[Data extracted from a collection]
--------------------------------------------------
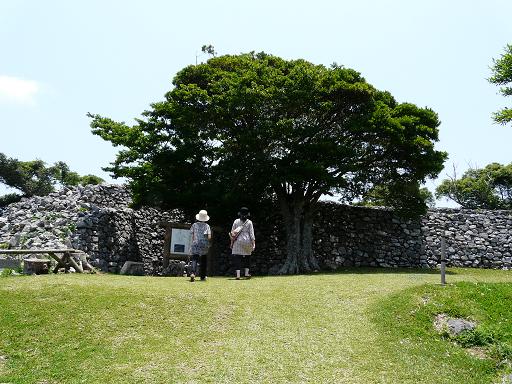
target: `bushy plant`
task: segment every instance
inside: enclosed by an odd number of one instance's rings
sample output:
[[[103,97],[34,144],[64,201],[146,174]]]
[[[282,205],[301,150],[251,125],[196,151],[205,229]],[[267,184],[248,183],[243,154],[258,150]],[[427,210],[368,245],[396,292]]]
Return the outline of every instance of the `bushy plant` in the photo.
[[[18,195],[17,193],[8,193],[0,196],[0,207],[7,207],[9,204],[17,203],[22,197],[23,196]]]
[[[13,274],[13,271],[12,269],[10,268],[5,268],[5,269],[2,269],[2,272],[0,272],[0,277],[9,277]]]
[[[499,341],[490,348],[489,353],[492,357],[498,359],[499,361],[508,361],[509,363],[512,362],[511,344]]]
[[[494,332],[486,327],[477,327],[453,336],[453,339],[465,348],[483,347],[495,342]]]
--------------------------------------------------
> What the exercise asks
Every line of the data is to be transcribed exactly, and no picture is to be included.

> Expected answer
target: `bushy plant`
task: segment every instance
inside: enclosed by an odd number of one instance's rings
sample output:
[[[103,97],[34,144],[64,201],[146,174]]]
[[[282,205],[301,150],[251,125],[196,151],[205,229]],[[267,184],[248,183],[243,154],[258,150]],[[427,210],[368,245],[396,292]]]
Return the outline of every instance of the `bushy plant` in the photo.
[[[18,195],[17,193],[8,193],[0,196],[0,207],[7,207],[9,204],[17,203],[22,197],[23,196]]]
[[[13,274],[13,271],[12,269],[10,268],[5,268],[5,269],[2,269],[2,272],[0,272],[0,277],[9,277]]]
[[[499,341],[490,348],[489,353],[492,357],[498,359],[499,361],[508,361],[509,363],[512,362],[511,344]]]
[[[494,332],[486,327],[477,327],[453,336],[453,339],[465,348],[483,347],[495,342]]]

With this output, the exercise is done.